[Task statement]
Please print all of the material below, word for word.

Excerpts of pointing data
:::::

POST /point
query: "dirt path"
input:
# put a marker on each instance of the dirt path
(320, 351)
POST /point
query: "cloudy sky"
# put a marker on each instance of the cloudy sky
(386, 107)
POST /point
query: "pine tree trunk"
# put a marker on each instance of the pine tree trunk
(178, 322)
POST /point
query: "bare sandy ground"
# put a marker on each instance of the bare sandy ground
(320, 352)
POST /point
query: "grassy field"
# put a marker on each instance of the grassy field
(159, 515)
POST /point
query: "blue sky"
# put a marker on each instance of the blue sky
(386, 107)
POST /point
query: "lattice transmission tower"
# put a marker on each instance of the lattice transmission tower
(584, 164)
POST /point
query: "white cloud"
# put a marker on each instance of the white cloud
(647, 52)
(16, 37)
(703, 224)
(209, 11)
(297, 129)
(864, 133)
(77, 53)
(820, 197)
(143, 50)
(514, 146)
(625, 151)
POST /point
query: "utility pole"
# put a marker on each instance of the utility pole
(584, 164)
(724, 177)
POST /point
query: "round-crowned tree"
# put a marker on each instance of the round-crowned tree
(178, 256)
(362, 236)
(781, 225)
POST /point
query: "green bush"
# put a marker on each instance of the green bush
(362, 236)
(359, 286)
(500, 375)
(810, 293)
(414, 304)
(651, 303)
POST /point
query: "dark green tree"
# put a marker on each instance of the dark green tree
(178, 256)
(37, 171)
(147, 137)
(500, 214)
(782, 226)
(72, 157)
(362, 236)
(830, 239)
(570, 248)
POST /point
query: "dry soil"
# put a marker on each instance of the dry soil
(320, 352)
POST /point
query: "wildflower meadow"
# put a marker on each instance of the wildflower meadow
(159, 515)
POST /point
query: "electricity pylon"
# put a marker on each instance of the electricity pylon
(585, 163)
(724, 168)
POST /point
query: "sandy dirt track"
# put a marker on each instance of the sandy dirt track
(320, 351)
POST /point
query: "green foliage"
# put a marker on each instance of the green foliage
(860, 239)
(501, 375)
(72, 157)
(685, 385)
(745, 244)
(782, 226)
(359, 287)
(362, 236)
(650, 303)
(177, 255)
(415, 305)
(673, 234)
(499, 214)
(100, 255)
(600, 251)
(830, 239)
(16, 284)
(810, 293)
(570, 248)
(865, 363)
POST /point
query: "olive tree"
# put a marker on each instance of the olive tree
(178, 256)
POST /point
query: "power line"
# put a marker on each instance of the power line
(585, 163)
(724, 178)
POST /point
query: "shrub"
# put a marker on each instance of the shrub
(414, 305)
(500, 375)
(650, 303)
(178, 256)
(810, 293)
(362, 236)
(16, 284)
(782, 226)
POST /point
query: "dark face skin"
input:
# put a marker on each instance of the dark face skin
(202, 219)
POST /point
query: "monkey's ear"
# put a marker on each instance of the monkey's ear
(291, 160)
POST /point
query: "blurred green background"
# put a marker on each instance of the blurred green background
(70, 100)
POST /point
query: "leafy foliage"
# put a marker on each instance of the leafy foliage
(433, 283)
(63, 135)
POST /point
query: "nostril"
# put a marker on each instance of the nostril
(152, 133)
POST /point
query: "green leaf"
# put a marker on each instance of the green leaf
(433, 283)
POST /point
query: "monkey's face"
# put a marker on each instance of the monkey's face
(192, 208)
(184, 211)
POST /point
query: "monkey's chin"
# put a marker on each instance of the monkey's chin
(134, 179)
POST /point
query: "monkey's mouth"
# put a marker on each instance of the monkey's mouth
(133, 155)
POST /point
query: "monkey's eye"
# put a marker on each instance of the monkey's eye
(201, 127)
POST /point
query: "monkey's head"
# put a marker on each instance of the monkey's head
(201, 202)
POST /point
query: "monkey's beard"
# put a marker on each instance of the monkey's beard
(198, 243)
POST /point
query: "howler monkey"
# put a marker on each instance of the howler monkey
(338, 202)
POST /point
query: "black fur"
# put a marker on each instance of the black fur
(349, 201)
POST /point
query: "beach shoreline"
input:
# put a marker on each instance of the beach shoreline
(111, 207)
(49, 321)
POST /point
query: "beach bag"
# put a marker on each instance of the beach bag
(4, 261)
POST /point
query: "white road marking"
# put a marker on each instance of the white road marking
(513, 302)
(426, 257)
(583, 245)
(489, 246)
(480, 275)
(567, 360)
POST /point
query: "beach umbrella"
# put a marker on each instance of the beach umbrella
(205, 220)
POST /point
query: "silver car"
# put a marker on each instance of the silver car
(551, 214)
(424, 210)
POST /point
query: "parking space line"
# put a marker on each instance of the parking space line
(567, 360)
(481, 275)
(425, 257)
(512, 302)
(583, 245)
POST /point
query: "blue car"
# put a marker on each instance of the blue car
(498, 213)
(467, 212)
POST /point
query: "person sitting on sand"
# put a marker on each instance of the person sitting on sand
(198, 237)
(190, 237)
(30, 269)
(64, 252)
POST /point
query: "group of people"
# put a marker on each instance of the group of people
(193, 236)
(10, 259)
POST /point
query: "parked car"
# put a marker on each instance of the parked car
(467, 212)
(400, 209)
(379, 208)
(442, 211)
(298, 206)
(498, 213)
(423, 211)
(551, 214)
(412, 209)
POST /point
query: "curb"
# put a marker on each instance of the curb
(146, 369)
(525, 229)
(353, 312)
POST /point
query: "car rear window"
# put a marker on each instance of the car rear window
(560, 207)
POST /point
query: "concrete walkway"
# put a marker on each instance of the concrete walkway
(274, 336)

:::::

[Expected output]
POST /point
query: "dirt path"
input:
# put a marker on each instance of the dirt path
(320, 351)
POST /point
query: "cloudy sky"
# put a marker on each instance of the cloudy sky
(386, 107)
POST /point
query: "pine tree trunk"
# put a marker on each instance of the pine tree trunk
(178, 322)
POST /point
query: "bare sandy ground"
# put a marker on each instance of the bare sandy ground
(320, 352)
POST /point
query: "grassy field"
# put a marker on each instance of the grassy field
(159, 515)
POST /point
query: "blue sky"
# put a marker on each instance of the blue sky
(386, 107)
POST /point
query: "lattice transmission tower"
# put a marker on each instance of the lattice transmission tower
(584, 164)
POST /point
query: "white cloud"
# put a marker on each instance of the white cloud
(647, 52)
(16, 37)
(703, 224)
(209, 11)
(297, 129)
(864, 133)
(77, 53)
(820, 197)
(143, 50)
(514, 146)
(625, 151)
POST /point
query: "utility pole"
# put a marker on each instance of the utility pole
(584, 164)
(724, 177)
POST /point
query: "round-crowned tree"
# put a marker on each instance of the round-crowned tree
(178, 256)
(362, 236)
(781, 225)
POST /point
query: "green bush"
# put a marker on each instance of the green bush
(362, 236)
(359, 286)
(500, 375)
(810, 293)
(414, 304)
(651, 303)
POST /point
query: "dark green tree"
# put a marker on each instance of the dark green tree
(178, 256)
(37, 171)
(147, 137)
(500, 214)
(782, 226)
(72, 157)
(362, 236)
(830, 239)
(570, 248)
POST /point
query: "dry soil"
# put a marker on each instance of the dry soil
(320, 352)
POST /point
query: "wildflower meadow"
# put a marker on each instance of the wildflower meadow
(159, 515)
POST /point
query: "electricity pylon"
# put a marker on each instance of the electricity pylon
(585, 163)
(724, 168)
POST /point
query: "sandy dirt track"
# put a marker on each instance of the sandy dirt track
(320, 351)
POST /point
query: "green foliage"
# put a marker on each instance of the green foliage
(860, 239)
(501, 375)
(72, 157)
(685, 385)
(745, 244)
(782, 226)
(359, 287)
(362, 236)
(650, 303)
(177, 255)
(415, 305)
(673, 234)
(499, 214)
(100, 255)
(600, 251)
(830, 239)
(16, 284)
(810, 293)
(570, 248)
(865, 363)
POST /point
query: "olive tree"
# put a marker on each instance of the olive tree
(178, 256)
POST /point
query: "power line"
# put a marker on each instance of the power line
(585, 163)
(724, 178)
POST /point
query: "shrub"
# put a marker on each instance of the shrub
(414, 305)
(500, 375)
(650, 303)
(178, 256)
(810, 293)
(362, 236)
(16, 284)
(782, 226)
POST /point
query: "dark face skin"
input:
# put a marker on each instance of the dark face skin
(202, 219)
POST /point
query: "monkey's ear"
# put a marker on each instance of the monkey's ear
(291, 160)
POST /point
query: "blurred green background"
# put a marker on each instance of the blurred green background
(70, 100)
POST /point
query: "leafy foliage"
# put a marker on each instance of the leafy foliage
(433, 283)
(63, 135)
POST /point
query: "nostril"
# put a marker on each instance of the nostril
(152, 133)
POST /point
query: "green leaf"
# put a marker on each instance of the green leaf
(433, 283)
POST /point
query: "monkey's face"
# put a marker on each instance of the monkey's face
(192, 208)
(184, 211)
POST /point
query: "monkey's chin"
# put a marker on each instance of the monkey's chin
(134, 179)
POST /point
query: "monkey's mouth"
# put a marker on each instance of the monkey's mouth
(133, 155)
POST /point
query: "monkey's eye"
# put a marker on each instance of the monkey's eye
(201, 127)
POST /point
query: "monkey's head"
# put a marker on each instance of the monkey's head
(201, 202)
POST /point
query: "monkey's beard"
# put a marker on each instance of the monkey's beard
(198, 243)
POST /point
query: "howler monkey"
# put a marker on each instance of the howler monkey
(338, 202)
POST /point
query: "black fur"
# put a marker on each instance of the black fur
(349, 201)
POST /point
query: "beach shoreline"
input:
# put a marker on each instance of the beach shoreline
(111, 207)
(49, 321)
POST /point
query: "beach bag"
# put a marker on each instance of the beach bag
(4, 261)
POST /point
query: "white road marking"
# put a marker on each instance of the white road marking
(513, 302)
(426, 257)
(583, 245)
(489, 246)
(480, 275)
(567, 360)
POST /point
query: "beach umbrella"
# put a marker on each instance of the beach umbrella
(205, 220)
POST /point
query: "silver car"
# put a marker on each instance of the silver car
(551, 214)
(424, 210)
POST /point
query: "parking space line"
# put a marker on each instance of the parking space line
(567, 360)
(481, 275)
(425, 257)
(512, 302)
(583, 245)
POST /point
query: "blue car"
# put a marker on each instance of the blue car
(498, 213)
(467, 212)
POST /point
query: "person sitting on sand"
# put a marker on each instance of the person sitting on sand
(198, 237)
(190, 237)
(30, 269)
(64, 252)
POST /point
query: "group of people"
# put a marker on each instance of the group of people
(193, 236)
(10, 259)
POST /point
query: "parked car"
# put a marker on each instance of the parked car
(467, 212)
(400, 209)
(379, 208)
(442, 211)
(298, 206)
(498, 213)
(423, 211)
(551, 214)
(412, 209)
POST /point
query: "curb"
# put a marker on each instance of the curb
(146, 369)
(525, 229)
(353, 312)
POST /point
query: "car rear window"
# put a marker on each instance of the car rear window
(560, 207)
POST /point
query: "concrete walkway"
# put a marker on each instance of the concrete walkway
(274, 336)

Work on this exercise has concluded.